■ Requisitos da tarefa ■
Edite o excerto sobre o Mutismo Seletivo: reescreva o trecho que começa nas palavras "Quando estão na" e vai até "por si seleccionadas.", trocando "sujeitos" por "indivíduos".

Quando estão na escola, ou noutros contextos que lhes provocam ansiedade, as características de comportamento podem variar nalguns sujeitos, que possam ser muito mais retraídos que outros. Por exemplo, alguns sujeitos com Mutismo Seletivo permanecem sem se mover, sem qualquer expressão facial ou tónus emocional, podendo mostrar uma linguagem corporal rígida ou “acabrunhada”. Outros baixam ou giram a cabeça, evitando o contacto visual com o
interlocutor, mexem no cabelo, ou escondem-se. Há medida que o tempo vai passando, algumas crianças aprendem a relacionar-se e a participar em certos ambientes sociais, comunicando de forma não verbal ou falando em voz baixa com algumas (poucas) pessoas por si seleccionadas.

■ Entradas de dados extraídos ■

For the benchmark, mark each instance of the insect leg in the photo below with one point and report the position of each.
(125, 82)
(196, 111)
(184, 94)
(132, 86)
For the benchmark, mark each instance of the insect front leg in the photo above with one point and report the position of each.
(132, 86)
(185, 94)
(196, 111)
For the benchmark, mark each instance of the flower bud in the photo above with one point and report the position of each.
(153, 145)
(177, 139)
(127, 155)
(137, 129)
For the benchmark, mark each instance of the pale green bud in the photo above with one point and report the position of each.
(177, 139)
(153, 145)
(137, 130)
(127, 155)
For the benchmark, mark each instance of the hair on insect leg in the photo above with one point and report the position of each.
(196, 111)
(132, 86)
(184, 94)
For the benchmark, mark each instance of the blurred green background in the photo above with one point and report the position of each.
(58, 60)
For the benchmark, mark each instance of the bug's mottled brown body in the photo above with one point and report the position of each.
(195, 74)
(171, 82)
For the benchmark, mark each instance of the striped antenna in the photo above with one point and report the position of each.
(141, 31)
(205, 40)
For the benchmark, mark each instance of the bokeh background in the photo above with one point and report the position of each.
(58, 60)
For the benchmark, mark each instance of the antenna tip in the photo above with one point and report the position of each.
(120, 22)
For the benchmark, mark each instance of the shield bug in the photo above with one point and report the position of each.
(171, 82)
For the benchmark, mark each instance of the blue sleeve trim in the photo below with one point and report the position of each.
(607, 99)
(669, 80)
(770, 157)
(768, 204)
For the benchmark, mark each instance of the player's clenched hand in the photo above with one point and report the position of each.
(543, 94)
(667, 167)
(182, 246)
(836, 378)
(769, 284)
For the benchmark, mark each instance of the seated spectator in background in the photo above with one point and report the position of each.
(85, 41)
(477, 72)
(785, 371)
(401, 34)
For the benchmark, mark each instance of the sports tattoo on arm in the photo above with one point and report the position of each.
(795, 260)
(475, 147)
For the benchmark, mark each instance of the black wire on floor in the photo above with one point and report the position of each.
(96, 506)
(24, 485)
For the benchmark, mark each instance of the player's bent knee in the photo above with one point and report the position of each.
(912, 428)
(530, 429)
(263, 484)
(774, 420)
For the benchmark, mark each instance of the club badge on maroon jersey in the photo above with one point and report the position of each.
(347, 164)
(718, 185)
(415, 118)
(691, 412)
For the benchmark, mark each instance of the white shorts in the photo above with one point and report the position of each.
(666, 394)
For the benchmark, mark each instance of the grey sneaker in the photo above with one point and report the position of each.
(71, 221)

■ Resultado ■
Quando estão na escola, ou noutros contextos que lhes provocam ansiedade, as características de comportamento podem variar nalguns indivíduos, que possam ser muito mais retraídos que outros. Por exemplo, alguns indivíduos com Mutismo Seletivo permanecem sem se mover, sem qualquer expressão facial ou tónus emocional, podendo mostrar uma linguagem corporal rígida ou “acabrunhada”. Outros baixam ou giram a cabeça, evitando o contacto visual com o
interlocutor, mexem no cabelo, ou escondem-se. Há medida que o tempo vai passando, algumas crianças aprendem a relacionar-se e a participar em certos ambientes sociais, comunicando de forma não verbal ou falando em voz baixa com algumas (poucas) pessoas por si seleccionadas.